- [WHAT THE TASK REQUIRES] Looking at the data below, how many lines include the word "handbag"? Respond with the number only.

[Opening PROVIDED INFORMATION section]

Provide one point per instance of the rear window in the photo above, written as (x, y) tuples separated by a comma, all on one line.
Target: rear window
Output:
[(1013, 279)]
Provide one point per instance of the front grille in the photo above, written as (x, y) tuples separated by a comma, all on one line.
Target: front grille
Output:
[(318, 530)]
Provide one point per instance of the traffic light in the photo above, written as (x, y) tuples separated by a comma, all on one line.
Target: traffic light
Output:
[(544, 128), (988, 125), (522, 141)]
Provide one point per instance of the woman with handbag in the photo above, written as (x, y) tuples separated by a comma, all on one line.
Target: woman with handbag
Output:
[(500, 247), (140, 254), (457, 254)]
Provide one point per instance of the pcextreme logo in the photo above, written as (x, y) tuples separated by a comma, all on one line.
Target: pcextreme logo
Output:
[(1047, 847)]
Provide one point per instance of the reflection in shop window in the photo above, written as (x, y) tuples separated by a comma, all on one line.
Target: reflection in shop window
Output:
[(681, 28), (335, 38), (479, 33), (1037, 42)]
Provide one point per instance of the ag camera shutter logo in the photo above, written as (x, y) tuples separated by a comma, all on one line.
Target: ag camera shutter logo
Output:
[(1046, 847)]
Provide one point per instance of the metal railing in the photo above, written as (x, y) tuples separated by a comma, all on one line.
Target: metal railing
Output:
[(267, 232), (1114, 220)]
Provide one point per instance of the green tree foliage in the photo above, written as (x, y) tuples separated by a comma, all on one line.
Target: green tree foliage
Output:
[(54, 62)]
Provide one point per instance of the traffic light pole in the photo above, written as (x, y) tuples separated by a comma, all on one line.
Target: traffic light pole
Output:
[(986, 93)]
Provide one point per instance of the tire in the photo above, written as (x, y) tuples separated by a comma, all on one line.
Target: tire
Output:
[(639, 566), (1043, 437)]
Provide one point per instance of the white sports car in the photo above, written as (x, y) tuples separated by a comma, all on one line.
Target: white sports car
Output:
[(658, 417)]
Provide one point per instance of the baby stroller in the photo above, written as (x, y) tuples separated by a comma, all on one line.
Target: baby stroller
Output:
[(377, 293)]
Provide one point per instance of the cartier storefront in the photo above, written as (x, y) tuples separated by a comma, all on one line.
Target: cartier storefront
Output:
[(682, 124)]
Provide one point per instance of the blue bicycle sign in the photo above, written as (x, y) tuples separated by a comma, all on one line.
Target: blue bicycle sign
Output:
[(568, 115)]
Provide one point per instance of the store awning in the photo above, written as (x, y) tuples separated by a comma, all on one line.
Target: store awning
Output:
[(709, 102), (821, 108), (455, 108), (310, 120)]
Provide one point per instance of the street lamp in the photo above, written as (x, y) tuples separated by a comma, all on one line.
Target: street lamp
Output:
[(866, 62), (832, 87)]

[Closing PROVIDED INFORMATION section]
[Opening PROVIDED INFORMATION section]

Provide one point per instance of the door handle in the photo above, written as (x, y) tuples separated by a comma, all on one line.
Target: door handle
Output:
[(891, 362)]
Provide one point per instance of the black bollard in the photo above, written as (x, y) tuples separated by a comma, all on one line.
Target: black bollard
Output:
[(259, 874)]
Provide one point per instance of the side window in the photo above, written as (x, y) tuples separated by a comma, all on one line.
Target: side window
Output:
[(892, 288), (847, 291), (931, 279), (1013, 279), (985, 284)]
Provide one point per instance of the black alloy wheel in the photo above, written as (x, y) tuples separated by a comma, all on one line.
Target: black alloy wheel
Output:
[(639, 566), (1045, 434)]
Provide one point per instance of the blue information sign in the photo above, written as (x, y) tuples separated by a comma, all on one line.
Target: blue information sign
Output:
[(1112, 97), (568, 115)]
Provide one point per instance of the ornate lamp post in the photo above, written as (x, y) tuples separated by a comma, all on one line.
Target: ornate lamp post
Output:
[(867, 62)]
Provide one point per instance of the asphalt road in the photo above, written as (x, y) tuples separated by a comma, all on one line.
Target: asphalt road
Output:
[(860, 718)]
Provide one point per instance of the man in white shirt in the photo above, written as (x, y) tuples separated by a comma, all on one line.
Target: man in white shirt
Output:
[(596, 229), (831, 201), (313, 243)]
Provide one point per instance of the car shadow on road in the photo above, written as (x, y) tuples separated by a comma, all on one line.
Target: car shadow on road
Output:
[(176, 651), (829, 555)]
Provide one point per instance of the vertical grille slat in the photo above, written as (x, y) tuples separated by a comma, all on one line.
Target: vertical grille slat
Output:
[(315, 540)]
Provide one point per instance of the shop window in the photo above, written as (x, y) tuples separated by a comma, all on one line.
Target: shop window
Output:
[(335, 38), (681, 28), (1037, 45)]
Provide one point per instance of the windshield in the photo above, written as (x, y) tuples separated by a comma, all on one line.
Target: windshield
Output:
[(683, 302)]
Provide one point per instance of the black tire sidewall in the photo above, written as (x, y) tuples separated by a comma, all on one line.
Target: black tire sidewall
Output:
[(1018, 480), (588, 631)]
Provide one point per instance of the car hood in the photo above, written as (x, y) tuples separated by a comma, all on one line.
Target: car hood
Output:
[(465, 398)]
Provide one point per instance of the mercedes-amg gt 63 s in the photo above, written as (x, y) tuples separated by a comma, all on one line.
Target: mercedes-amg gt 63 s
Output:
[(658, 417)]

[Closing PROVIDED INFORMATION section]

- [RESPONSE TO THIS EXERCISE] 2